═════ PROVIDED RECORDS

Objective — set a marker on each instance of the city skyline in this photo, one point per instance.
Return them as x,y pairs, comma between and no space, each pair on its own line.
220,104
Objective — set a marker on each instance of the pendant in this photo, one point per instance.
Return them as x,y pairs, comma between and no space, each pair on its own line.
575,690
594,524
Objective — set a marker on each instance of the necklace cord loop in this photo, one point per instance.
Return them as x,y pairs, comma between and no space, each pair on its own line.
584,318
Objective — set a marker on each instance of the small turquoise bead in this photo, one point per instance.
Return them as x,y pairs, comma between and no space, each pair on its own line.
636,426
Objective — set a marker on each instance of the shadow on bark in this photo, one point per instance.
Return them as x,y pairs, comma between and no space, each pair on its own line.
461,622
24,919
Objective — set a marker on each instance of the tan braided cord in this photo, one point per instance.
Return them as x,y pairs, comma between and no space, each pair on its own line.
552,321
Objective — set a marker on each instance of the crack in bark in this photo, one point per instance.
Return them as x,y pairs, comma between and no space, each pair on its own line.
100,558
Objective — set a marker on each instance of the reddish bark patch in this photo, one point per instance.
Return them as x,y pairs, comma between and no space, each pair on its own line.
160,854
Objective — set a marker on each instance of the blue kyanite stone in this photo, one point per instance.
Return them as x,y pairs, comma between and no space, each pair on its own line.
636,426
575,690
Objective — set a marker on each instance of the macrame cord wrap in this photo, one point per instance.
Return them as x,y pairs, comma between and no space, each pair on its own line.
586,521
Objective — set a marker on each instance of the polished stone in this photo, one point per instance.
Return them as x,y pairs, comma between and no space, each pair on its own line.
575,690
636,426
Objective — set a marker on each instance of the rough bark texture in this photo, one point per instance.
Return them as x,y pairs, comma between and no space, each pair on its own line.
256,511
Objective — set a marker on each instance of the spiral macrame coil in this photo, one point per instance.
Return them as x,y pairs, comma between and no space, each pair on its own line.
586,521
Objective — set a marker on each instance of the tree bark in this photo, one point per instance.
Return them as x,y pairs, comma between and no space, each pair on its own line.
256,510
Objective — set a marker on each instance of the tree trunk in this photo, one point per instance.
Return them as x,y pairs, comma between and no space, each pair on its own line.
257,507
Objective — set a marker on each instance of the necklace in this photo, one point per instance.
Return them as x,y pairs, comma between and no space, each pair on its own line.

══════════

**EXERCISE:**
Print all of the rows above again, word for word and unchanged.

**SOLUTION TO THE PROBLEM:**
Objective — set a marker on each instance of the city skyline in this photo, one point per instance.
Return them as x,y pairs, comma between and no space, each pair on its own line.
220,104
Objective — set a marker on each instance of the pendant in this photo, one point per instance.
Return them as x,y pairs, comma between and no space, each pair on its own line.
575,690
594,524
Objective — set a marker on each instance of the necklace cord loop in this photo, one point per instance.
Return them as x,y pairs, comma between and no space, each pair on its own line.
584,318
Objective — set a marker on each instance of the small turquoise bead in this photo, one point per instance.
Return them as x,y pairs, comma between and no space, each pair on its own line.
636,426
Objective — set a marker on each instance of the shadow on bark in this photo, one point per instance.
Return them as x,y pairs, comma between and no space, each pair on its own line.
461,622
24,919
Objective — set a marker on each instance of the tan braided cord in this photo, one point per instance.
Return them as x,y pairs, comma between and no space, each pair on its own line.
552,321
Objective — set a marker on each instance of the crack in bark in this photo, one point per instance.
Return them as x,y pairs, comma between and no space, each pair on its own line.
100,558
Objective — set a marker on each instance of the reddish bark patch in this photo, one point per instance.
Return them as x,y pairs, comma between and no space, each pair on its own line.
160,854
Objective — set a marker on each instance of the blue kyanite stone in this photo, one point per instance.
Return them as x,y pairs, comma between and no space, each pair on its own line.
636,426
575,690
Objective — set a marker on each instance of the macrame cord wrap in this photo, one point per instance.
Return them as x,y pairs, comma between and no space, each pair on its own line.
586,521
Objective — set a marker on each instance of the polished stone in this photo, one point per instance.
Return them as x,y pairs, comma between and no space, each pair on its own line.
575,690
636,426
Objective — set a marker on each instance of the rough bark texture in this photo, one point per instance.
Return them as x,y pairs, comma between and no space, each pair on its own line.
256,511
Objective — set a marker on each instance of the spiral macrame coil in this photo, one point per instance.
Return them as x,y pairs, comma between and no space, each pair on its own line.
586,521
Objective — set a marker on each instance of the tree bark in this photo, one point per instance.
Return them as x,y pairs, comma between and no space, each pair on its own line.
256,510
Objective — set a marker on each instance of the tree trunk in this photo, one point per instance.
Return them as x,y pairs, comma between and no space, each pair on its own line.
257,507
Objective — set a marker on each instance of the necklace in this photo, one point per instance.
Return them as x,y pairs, comma between and no space, each pair on its own line.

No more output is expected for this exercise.